# Document passage
--- Start ---

The next two movements, “ardent, enthousiaste” (performance indication: “zeimlich gut” [“pretty good”]) and “in mutigem Glauben” (“in bold faith”) offer little surprises besides the entry of the trombone, which, as the speaker subsequently notes, increases the “complexity of the texture” with “[s]ound repetitions [that] are characteristic for its voice.” But upon the conclusion of the third movement (as “Intervention III”), the speaker announces something new:
In the fourth movement, you have two options to choose from: either simulation or original. In the year 2010, everything is possible in Contemporary Music, every style, every technique, every intention; even lack of style, or no intention at all are imaginable. Negative and positive, original and simulation have dissolved into each other. Please raise your hand to show us which fourth movement you want to hear. The one with the majority of votes will be played by us later.
What this speech does not reveal is that there is only one final movement of Das Meisterwerk written in the score. This means that no matter how the audience votes, they are going to hear the same thing. Of course, even if the audience remains unaware of this particular shell game, the end result is the same: the movement that follows is as undifferentiated as those that preceded it.

--- End ---

# To do
[A] In the passage on Das Meisterwerk, how many final movements are written in the score?
[B] Format all the pointing rows below as a two-column CSV with the columns instruction and answer. Give one line for each row, put each field in quotation marks, replace any line breaks with spaces, and leave the pictures out.

Pointing rows
--- Start ---

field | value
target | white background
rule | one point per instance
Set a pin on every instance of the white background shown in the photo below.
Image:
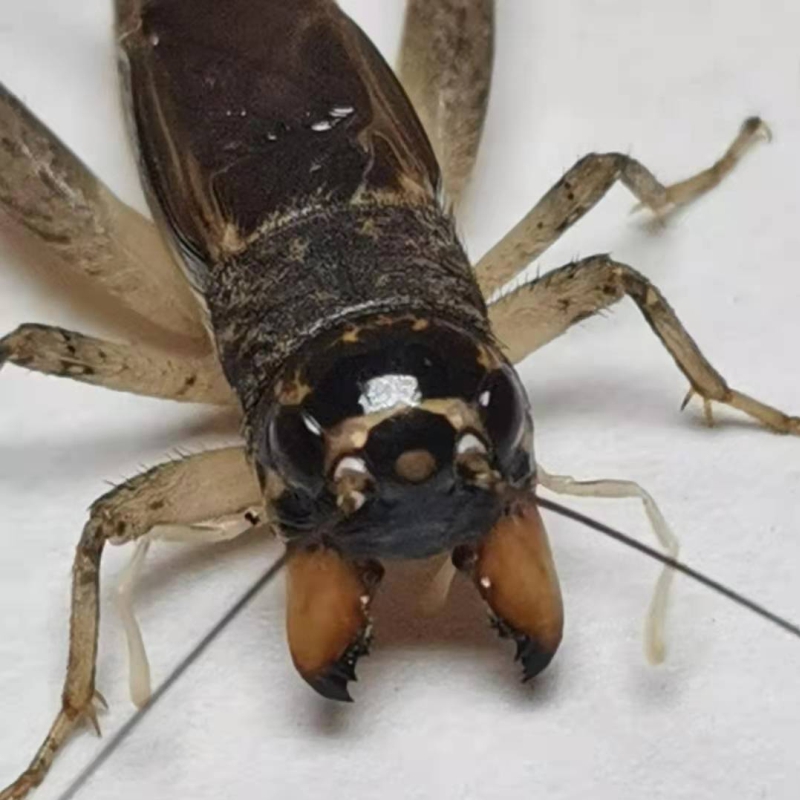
(439, 710)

--- End ---

# Answers for this exercise
[A] Only one final movement is written in the score.

[B]
instruction,answer
"field | value target | white background rule | one point per instance Set a pin on every instance of the white background shown in the photo below. Image:","(439, 710)"